§ **TASK GOAL**: In your copy, the records appear word for word and the pictures do not appear at all.

Source records
[Start of section]
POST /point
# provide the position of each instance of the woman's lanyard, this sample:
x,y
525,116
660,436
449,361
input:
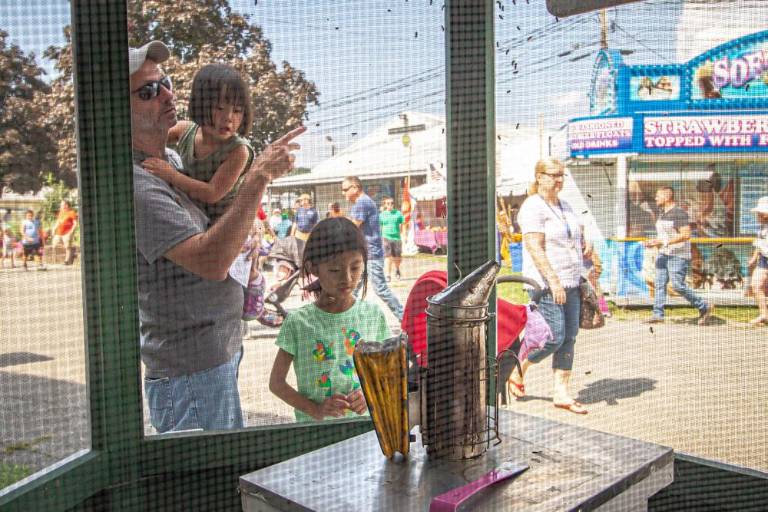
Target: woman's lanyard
x,y
562,218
[End of section]
§ **RESPONSE BELOW**:
POST /point
# provide the position of each instance of the woman's lanyard, this sample:
x,y
525,116
660,436
449,361
input:
Target: woman's lanyard
x,y
562,218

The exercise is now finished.